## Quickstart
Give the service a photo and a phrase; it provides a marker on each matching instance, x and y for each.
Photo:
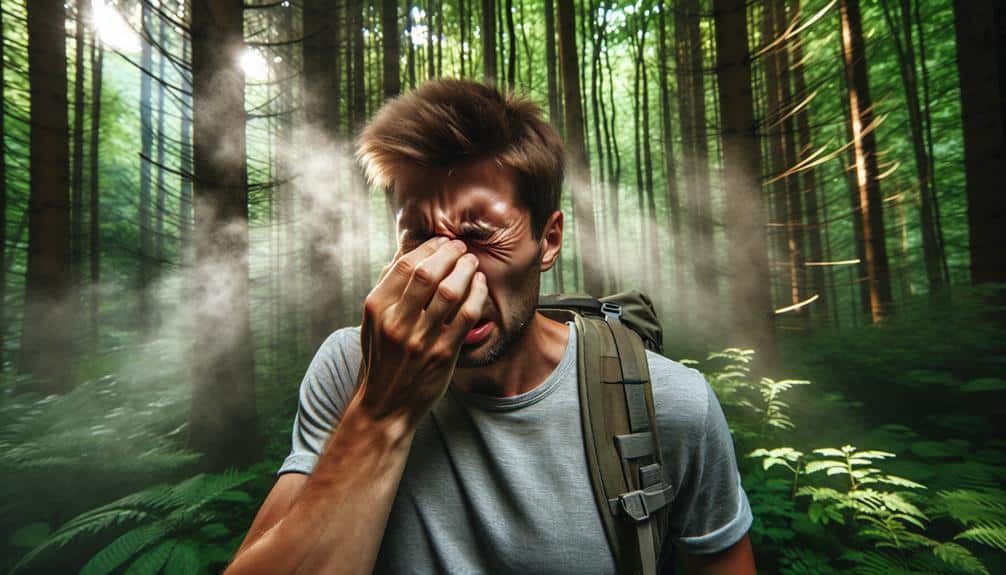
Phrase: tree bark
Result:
(223, 421)
(97, 61)
(45, 339)
(146, 267)
(864, 150)
(750, 309)
(579, 172)
(389, 36)
(980, 50)
(488, 33)
(76, 179)
(321, 108)
(670, 171)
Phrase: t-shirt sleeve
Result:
(325, 391)
(709, 510)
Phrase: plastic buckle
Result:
(610, 310)
(634, 505)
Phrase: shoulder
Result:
(681, 396)
(333, 370)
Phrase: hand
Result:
(414, 321)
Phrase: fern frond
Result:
(122, 549)
(150, 563)
(960, 557)
(991, 534)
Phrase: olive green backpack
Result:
(620, 427)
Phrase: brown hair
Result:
(448, 122)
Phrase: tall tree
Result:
(223, 420)
(900, 28)
(488, 31)
(45, 341)
(389, 37)
(76, 178)
(809, 188)
(670, 170)
(750, 310)
(97, 62)
(864, 150)
(146, 268)
(321, 109)
(981, 51)
(580, 172)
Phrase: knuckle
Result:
(402, 267)
(448, 294)
(424, 274)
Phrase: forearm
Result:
(337, 522)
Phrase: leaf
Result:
(29, 536)
(184, 559)
(960, 557)
(984, 384)
(122, 549)
(992, 535)
(151, 562)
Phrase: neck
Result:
(526, 364)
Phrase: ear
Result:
(550, 242)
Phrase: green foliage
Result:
(165, 521)
(827, 510)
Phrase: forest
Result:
(809, 190)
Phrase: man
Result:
(443, 434)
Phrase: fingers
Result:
(396, 275)
(427, 277)
(470, 311)
(450, 294)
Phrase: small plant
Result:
(170, 528)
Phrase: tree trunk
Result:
(488, 33)
(361, 212)
(511, 63)
(670, 172)
(389, 36)
(223, 422)
(97, 60)
(750, 309)
(185, 166)
(810, 190)
(554, 113)
(980, 49)
(146, 146)
(905, 50)
(45, 339)
(76, 181)
(864, 149)
(3, 200)
(579, 169)
(321, 108)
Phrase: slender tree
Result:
(223, 420)
(981, 48)
(750, 310)
(582, 201)
(94, 217)
(389, 37)
(864, 150)
(45, 341)
(488, 31)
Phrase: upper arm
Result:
(738, 559)
(278, 503)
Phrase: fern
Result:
(162, 511)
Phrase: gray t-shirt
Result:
(501, 484)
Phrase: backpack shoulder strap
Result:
(621, 441)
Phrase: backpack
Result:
(620, 428)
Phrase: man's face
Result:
(479, 204)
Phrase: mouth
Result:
(479, 332)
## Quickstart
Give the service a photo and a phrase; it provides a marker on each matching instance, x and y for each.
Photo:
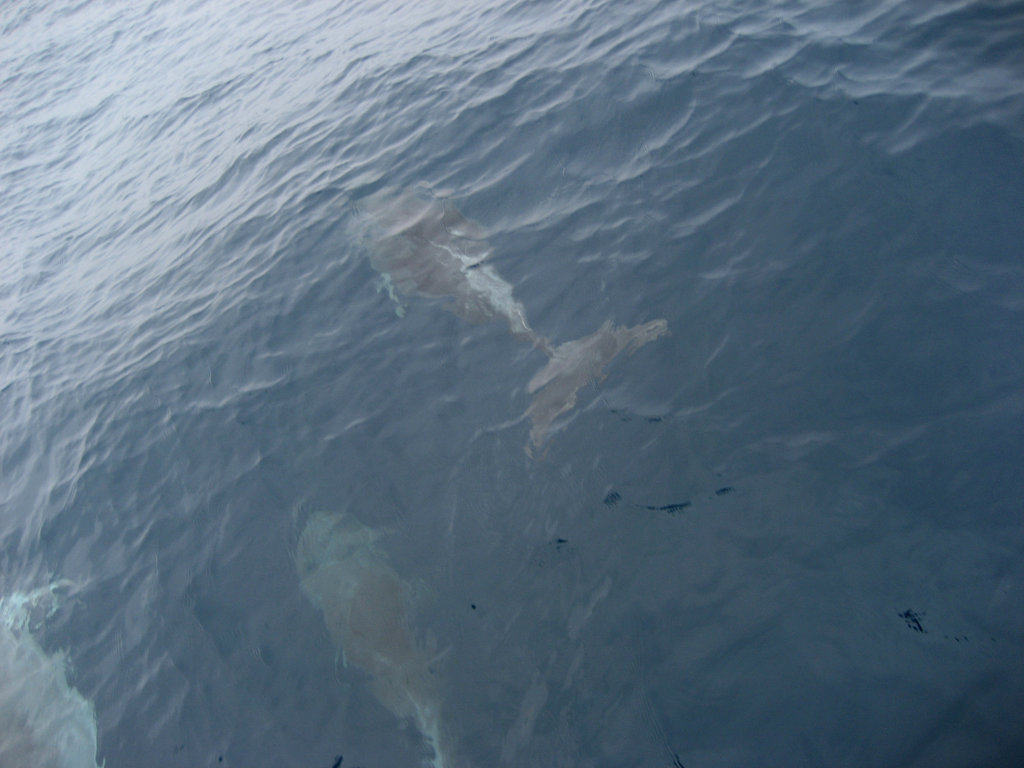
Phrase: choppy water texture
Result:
(785, 532)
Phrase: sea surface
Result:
(787, 532)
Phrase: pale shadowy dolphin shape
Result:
(44, 721)
(576, 364)
(366, 607)
(425, 246)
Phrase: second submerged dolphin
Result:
(424, 246)
(366, 607)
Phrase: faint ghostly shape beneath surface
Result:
(44, 722)
(576, 364)
(424, 246)
(366, 606)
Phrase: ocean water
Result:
(788, 532)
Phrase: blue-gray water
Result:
(787, 534)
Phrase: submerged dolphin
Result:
(424, 246)
(427, 247)
(366, 607)
(44, 721)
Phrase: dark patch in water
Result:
(912, 620)
(670, 508)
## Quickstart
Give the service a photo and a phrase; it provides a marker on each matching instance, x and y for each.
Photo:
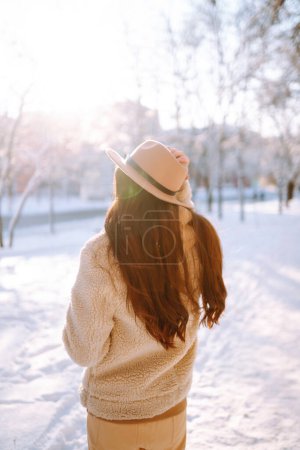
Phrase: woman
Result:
(135, 306)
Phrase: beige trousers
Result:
(163, 434)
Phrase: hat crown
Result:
(160, 164)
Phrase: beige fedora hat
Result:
(153, 167)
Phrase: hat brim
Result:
(141, 181)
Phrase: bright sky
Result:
(74, 52)
(75, 55)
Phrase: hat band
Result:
(148, 177)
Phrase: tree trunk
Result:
(1, 226)
(13, 223)
(290, 191)
(51, 207)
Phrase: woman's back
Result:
(135, 376)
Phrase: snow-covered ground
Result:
(246, 387)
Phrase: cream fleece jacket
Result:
(128, 375)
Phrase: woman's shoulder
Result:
(98, 248)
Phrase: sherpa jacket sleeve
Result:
(89, 320)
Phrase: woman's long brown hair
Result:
(145, 237)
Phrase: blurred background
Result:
(217, 79)
(220, 80)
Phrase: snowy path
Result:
(246, 387)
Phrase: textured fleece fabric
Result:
(129, 375)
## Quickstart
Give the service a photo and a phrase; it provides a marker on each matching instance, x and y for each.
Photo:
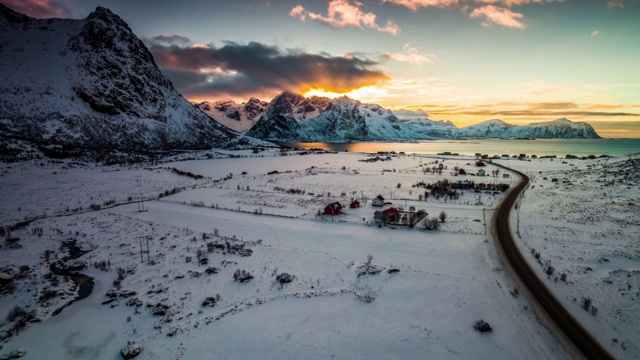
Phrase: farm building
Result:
(333, 209)
(466, 184)
(386, 216)
(378, 201)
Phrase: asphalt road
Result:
(573, 330)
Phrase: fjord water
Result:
(540, 147)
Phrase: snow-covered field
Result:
(584, 218)
(431, 289)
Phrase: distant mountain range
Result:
(293, 118)
(92, 83)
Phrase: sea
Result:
(539, 147)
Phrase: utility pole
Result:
(141, 240)
(484, 220)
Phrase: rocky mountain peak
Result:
(12, 16)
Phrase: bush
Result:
(16, 313)
(431, 224)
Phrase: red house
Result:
(333, 209)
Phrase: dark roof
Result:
(390, 211)
(336, 205)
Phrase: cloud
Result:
(239, 70)
(40, 8)
(171, 39)
(615, 4)
(341, 13)
(510, 3)
(416, 4)
(495, 12)
(495, 15)
(406, 114)
(410, 55)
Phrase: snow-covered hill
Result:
(92, 83)
(290, 117)
(238, 117)
(560, 128)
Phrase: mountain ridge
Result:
(92, 83)
(291, 117)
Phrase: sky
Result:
(467, 61)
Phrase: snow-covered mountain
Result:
(559, 128)
(290, 117)
(92, 83)
(238, 117)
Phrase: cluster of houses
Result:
(383, 217)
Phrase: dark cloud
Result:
(40, 8)
(242, 70)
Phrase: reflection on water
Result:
(540, 147)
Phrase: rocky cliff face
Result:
(92, 83)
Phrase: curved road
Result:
(573, 330)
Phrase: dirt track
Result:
(572, 329)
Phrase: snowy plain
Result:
(446, 279)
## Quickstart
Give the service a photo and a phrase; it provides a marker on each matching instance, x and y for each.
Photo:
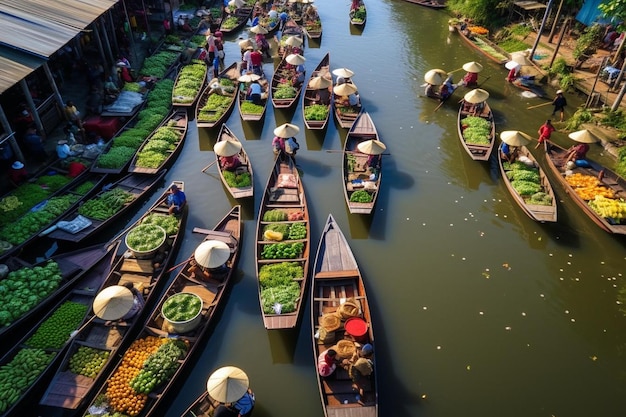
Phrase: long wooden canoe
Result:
(537, 212)
(283, 204)
(357, 176)
(235, 21)
(478, 152)
(214, 117)
(310, 95)
(154, 154)
(355, 20)
(283, 72)
(73, 266)
(247, 116)
(485, 47)
(212, 291)
(25, 230)
(69, 390)
(611, 183)
(80, 297)
(337, 280)
(137, 186)
(245, 167)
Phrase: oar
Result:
(209, 166)
(538, 105)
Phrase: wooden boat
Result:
(73, 266)
(173, 130)
(25, 230)
(356, 173)
(203, 406)
(232, 23)
(72, 391)
(433, 4)
(82, 294)
(283, 71)
(190, 335)
(137, 185)
(215, 117)
(337, 280)
(245, 167)
(246, 116)
(478, 152)
(537, 212)
(485, 47)
(610, 184)
(187, 76)
(358, 15)
(310, 95)
(285, 202)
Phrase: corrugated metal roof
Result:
(39, 28)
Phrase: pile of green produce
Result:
(237, 180)
(55, 331)
(167, 222)
(106, 204)
(279, 286)
(145, 237)
(189, 82)
(282, 250)
(248, 107)
(23, 289)
(88, 361)
(159, 367)
(182, 307)
(285, 90)
(316, 112)
(275, 215)
(476, 130)
(33, 221)
(361, 196)
(19, 374)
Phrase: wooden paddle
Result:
(538, 105)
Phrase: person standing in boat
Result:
(544, 132)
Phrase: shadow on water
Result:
(283, 344)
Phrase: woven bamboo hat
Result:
(472, 67)
(477, 95)
(515, 138)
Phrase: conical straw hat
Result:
(372, 147)
(295, 59)
(286, 130)
(212, 253)
(258, 29)
(584, 136)
(227, 384)
(319, 83)
(344, 89)
(472, 67)
(343, 72)
(515, 138)
(293, 41)
(113, 302)
(227, 148)
(520, 58)
(246, 78)
(435, 77)
(477, 95)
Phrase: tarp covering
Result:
(38, 28)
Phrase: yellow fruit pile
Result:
(606, 207)
(120, 396)
(588, 187)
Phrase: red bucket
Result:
(357, 328)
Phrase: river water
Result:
(478, 310)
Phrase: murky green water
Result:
(476, 307)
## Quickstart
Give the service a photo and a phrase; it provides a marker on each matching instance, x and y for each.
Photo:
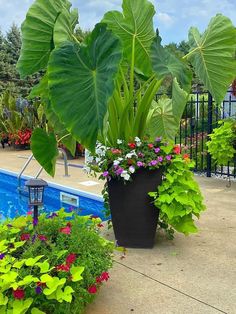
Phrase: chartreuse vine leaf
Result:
(53, 285)
(76, 272)
(165, 64)
(213, 55)
(32, 261)
(44, 21)
(44, 267)
(135, 29)
(81, 83)
(21, 306)
(36, 311)
(44, 148)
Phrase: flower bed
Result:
(55, 267)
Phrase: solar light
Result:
(36, 193)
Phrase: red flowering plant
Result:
(56, 267)
(178, 197)
(21, 137)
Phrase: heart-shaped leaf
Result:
(213, 55)
(80, 82)
(135, 29)
(44, 148)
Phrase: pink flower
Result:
(105, 174)
(65, 230)
(92, 289)
(140, 164)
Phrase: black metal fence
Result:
(201, 116)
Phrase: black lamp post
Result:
(36, 192)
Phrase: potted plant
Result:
(56, 266)
(222, 144)
(104, 88)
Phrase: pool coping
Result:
(60, 187)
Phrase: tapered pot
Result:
(134, 217)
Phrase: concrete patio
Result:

● ● ● ● ●

• [Work item]: Set down, exactly as they stand above, the lines starting with the line with "Phrase: neck" and going on through the line with "Phrase: man's face", and no others.

• [Task output]:
Phrase: neck
Result:
(526, 364)
Phrase: ear
Result:
(550, 242)
Phrase: green foliage
Result:
(165, 521)
(827, 510)
Phrase: forest
Result:
(809, 190)
Phrase: man
Result:
(443, 434)
Phrase: fingers
Result:
(396, 275)
(427, 277)
(470, 311)
(450, 294)
Phrase: small plant
Result:
(170, 528)
Phrase: tree trunk
Result:
(488, 33)
(361, 212)
(511, 63)
(670, 172)
(389, 36)
(223, 422)
(97, 60)
(750, 309)
(185, 166)
(810, 190)
(554, 113)
(980, 49)
(146, 146)
(905, 50)
(45, 339)
(76, 181)
(864, 149)
(3, 200)
(579, 169)
(321, 108)
Phrase: slender tree
Result:
(223, 420)
(981, 48)
(750, 310)
(582, 201)
(94, 217)
(389, 37)
(864, 150)
(45, 341)
(488, 31)
Phrase: upper arm
Result:
(738, 559)
(278, 503)
Phrase: fern
Result:
(162, 511)
Phrase: gray t-shirt
Result:
(501, 484)
Phrase: backpack shoulder strap
Result:
(621, 441)
Phrase: backpack
Result:
(620, 428)
Phrase: man's face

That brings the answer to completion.